[start of Material provided]
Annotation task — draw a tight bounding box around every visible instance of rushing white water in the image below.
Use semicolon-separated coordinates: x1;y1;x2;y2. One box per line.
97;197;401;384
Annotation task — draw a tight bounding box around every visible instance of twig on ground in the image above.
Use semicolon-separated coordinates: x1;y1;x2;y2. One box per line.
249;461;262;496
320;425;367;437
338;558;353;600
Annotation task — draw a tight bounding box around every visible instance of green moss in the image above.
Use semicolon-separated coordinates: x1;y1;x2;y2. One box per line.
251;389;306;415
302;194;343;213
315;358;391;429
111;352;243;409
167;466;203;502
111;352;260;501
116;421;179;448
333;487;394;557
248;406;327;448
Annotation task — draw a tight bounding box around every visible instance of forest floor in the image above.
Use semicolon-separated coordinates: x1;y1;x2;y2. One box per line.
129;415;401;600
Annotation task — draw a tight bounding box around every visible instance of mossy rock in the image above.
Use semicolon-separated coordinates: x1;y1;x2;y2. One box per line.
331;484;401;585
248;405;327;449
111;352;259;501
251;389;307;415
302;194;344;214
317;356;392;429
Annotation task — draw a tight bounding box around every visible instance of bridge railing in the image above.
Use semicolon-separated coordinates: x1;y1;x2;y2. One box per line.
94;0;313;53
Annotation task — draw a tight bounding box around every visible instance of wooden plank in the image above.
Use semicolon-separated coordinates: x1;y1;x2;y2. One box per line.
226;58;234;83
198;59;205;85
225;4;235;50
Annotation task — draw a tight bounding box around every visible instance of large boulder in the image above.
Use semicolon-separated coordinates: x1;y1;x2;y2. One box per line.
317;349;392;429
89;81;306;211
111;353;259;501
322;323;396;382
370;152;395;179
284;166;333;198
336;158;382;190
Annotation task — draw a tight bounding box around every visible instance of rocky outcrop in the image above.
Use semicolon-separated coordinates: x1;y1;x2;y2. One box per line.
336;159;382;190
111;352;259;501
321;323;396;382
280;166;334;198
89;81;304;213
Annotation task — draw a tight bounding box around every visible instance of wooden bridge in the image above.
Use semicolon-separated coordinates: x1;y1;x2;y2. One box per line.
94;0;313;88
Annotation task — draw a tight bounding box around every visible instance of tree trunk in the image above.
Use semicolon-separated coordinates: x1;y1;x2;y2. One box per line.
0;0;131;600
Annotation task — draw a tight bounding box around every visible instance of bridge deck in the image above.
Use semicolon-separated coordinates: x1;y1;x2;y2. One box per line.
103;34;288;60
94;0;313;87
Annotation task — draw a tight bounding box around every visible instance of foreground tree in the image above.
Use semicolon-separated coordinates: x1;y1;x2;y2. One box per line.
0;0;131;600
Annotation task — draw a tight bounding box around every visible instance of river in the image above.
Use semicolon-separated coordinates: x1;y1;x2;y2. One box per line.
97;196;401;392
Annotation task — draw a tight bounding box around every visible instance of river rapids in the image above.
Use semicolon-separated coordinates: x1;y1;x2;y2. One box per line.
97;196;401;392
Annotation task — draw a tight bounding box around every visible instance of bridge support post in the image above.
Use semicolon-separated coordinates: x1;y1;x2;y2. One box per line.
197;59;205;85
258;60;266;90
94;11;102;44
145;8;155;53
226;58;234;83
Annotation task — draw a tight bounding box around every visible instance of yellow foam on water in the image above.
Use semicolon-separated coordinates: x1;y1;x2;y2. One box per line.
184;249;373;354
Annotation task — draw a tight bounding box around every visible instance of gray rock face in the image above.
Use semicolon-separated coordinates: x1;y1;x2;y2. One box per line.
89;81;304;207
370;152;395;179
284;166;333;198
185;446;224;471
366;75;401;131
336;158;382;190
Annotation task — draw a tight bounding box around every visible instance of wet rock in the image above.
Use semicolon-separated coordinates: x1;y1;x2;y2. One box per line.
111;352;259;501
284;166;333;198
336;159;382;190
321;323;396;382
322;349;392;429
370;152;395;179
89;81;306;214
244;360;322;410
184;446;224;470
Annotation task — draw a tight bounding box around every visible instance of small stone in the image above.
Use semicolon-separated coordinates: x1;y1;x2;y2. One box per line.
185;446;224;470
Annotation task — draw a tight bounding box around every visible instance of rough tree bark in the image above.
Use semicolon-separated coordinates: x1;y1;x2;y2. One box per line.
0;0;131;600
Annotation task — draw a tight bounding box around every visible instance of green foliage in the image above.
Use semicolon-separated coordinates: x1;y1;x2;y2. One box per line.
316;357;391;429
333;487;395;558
[end of Material provided]
→ Set exercise: Render the lines above as a Markdown table with two columns, Row and Line, giving each line its own numbered row and skipping any blank lines.

→ Task answer:
| Row | Line |
|---|---|
| 1 | Annotation task — draw a tight bounding box around every visible instance of rushing white water in the image below. |
| 2 | Use semicolon-separated coordinates: x1;y1;x2;y2. One box per line. |
| 3 | 97;197;401;384 |
| 4 | Annotation task — draw a tight bounding box around every visible instance of twig on ground in the image above. |
| 5 | Use semicolon-separated coordinates: x1;y1;x2;y2. One box per line. |
| 6 | 249;461;262;496 |
| 7 | 320;425;367;437 |
| 8 | 338;558;353;600 |
| 9 | Annotation task — draw a tight bounding box around every visible instance of green moss in the image above. |
| 10 | Use semicolon-separated coordinates: x1;y1;x2;y2. One box per line. |
| 11 | 251;389;306;415 |
| 12 | 302;194;343;213 |
| 13 | 315;358;391;429 |
| 14 | 111;352;243;409 |
| 15 | 167;466;203;502 |
| 16 | 111;352;260;501 |
| 17 | 116;421;179;448 |
| 18 | 333;487;394;557 |
| 19 | 248;406;327;448 |
| 20 | Annotation task — draw a tight bounding box around every visible instance of forest floor in the image above. |
| 21 | Use semicolon-separated coordinates: x1;y1;x2;y2. One box per line. |
| 22 | 129;415;401;600 |
| 23 | Annotation task — draw a tight bounding box around every visible instance of mossy rock in the image above. |
| 24 | Use semicolon-separated coordinates: x1;y1;x2;y2. One box per line. |
| 25 | 331;484;401;585 |
| 26 | 248;405;327;449 |
| 27 | 111;352;259;501 |
| 28 | 251;389;307;415 |
| 29 | 302;194;344;214 |
| 30 | 317;356;392;429 |
| 31 | Annotation task — draw a tight bounding box around every visible instance of bridge railing in the image above. |
| 32 | Use semicolon-separated coordinates: x1;y1;x2;y2. One box per line. |
| 33 | 94;0;313;53 |
| 34 | Annotation task — draw a tight bounding box around every visible instance of wooden plank in the image above. |
| 35 | Use semicolon-separated coordinates: x1;y1;x2;y2. One box per line. |
| 36 | 226;58;234;83 |
| 37 | 198;59;205;85 |
| 38 | 225;4;235;50 |
| 39 | Annotation task — draw a tight bounding box around every visible instance of large boulder in the image above. |
| 40 | Use semicolon-separated coordinates: x1;y1;x2;y2. One box per line. |
| 41 | 317;349;392;429 |
| 42 | 89;81;306;211 |
| 43 | 111;353;259;501 |
| 44 | 322;323;396;382 |
| 45 | 370;152;395;179 |
| 46 | 284;166;333;198 |
| 47 | 336;158;382;190 |
| 48 | Annotation task — draw a tight bounding box around every visible instance of rocky outcrop in the image above. |
| 49 | Use semicolon-separated coordinates: x1;y1;x2;y2. One box per line. |
| 50 | 336;159;382;190 |
| 51 | 111;352;259;501 |
| 52 | 321;323;396;382 |
| 53 | 280;166;334;198 |
| 54 | 89;81;304;213 |
| 55 | Annotation task — draw a tight bounding box around every visible instance of wooden bridge in the image above. |
| 56 | Use semicolon-separated coordinates: x1;y1;x2;y2. One box per line. |
| 57 | 94;0;313;88 |
| 58 | Annotation task — draw a tight bounding box around every visible instance of tree trunk in the image above. |
| 59 | Use semicolon-separated coordinates: x1;y1;x2;y2. One box per line. |
| 60 | 0;0;131;600 |
| 61 | Annotation task — draw a tight bounding box around every visible instance of bridge deck in the image above. |
| 62 | Use semicolon-separated coordinates: x1;y1;x2;y2. One box per line. |
| 63 | 103;34;288;60 |
| 64 | 94;0;313;87 |
| 65 | Annotation task — draw a tight bounding box around every visible instance of foreground tree in the image above. |
| 66 | Use semicolon-separated coordinates: x1;y1;x2;y2. One box per line. |
| 67 | 0;0;131;600 |
| 68 | Annotation task — draw a tight bounding box around every visible instance of river in the image above. |
| 69 | Use semicolon-separated coordinates: x1;y1;x2;y2. One box per line. |
| 70 | 97;196;401;392 |
| 71 | Annotation task — draw a tight bounding box around every visible instance of river rapids in the image above. |
| 72 | Use semicolon-separated coordinates: x1;y1;x2;y2. One box per line. |
| 73 | 97;196;401;392 |
| 74 | Annotation task — draw a tight bounding box around every visible instance of bridge support post in the image above. |
| 75 | Use semicolon-separated coordinates: x1;y1;x2;y2. One box per line. |
| 76 | 197;59;205;85 |
| 77 | 258;60;266;90 |
| 78 | 94;11;102;44 |
| 79 | 145;8;155;53 |
| 80 | 226;58;234;83 |
| 81 | Annotation task — draw a tight bounding box around every visible instance of yellow foam on water in the image above. |
| 82 | Use semicolon-separated coordinates: x1;y1;x2;y2. One box per line. |
| 83 | 184;249;373;354 |
| 84 | Annotation task — draw a tight bounding box around every visible instance of gray rock face in the image above. |
| 85 | Use semicolon-separated coordinates: x1;y1;x2;y2. One box per line. |
| 86 | 89;81;304;207 |
| 87 | 370;152;395;179 |
| 88 | 284;166;333;198 |
| 89 | 185;446;224;471 |
| 90 | 366;75;401;131 |
| 91 | 336;158;382;190 |
| 92 | Annotation task — draw a tight bounding box around every visible instance of wet rock in the image above. |
| 93 | Use semicolon-separated coordinates: x1;y1;x2;y2. One box per line. |
| 94 | 111;352;259;501 |
| 95 | 284;166;333;198 |
| 96 | 336;159;382;190 |
| 97 | 321;323;396;382 |
| 98 | 322;349;392;429 |
| 99 | 370;152;395;179 |
| 100 | 89;81;306;214 |
| 101 | 244;360;322;410 |
| 102 | 184;446;224;470 |
| 103 | Annotation task — draw a tight bounding box around every visible instance of small stone in the image above. |
| 104 | Use semicolon-separated coordinates: x1;y1;x2;y2. One box per line. |
| 105 | 185;446;224;470 |
| 106 | Annotation task — draw a tight bounding box around every visible instance of rough tree bark in the image above. |
| 107 | Use semicolon-separated coordinates: x1;y1;x2;y2. One box per line. |
| 108 | 0;0;131;600 |
| 109 | Annotation task — draw a tight bounding box around every visible instance of green foliage in the image above. |
| 110 | Use semicolon-separated coordinates: x1;y1;x2;y2. One box per line. |
| 111 | 316;357;391;429 |
| 112 | 333;487;395;558 |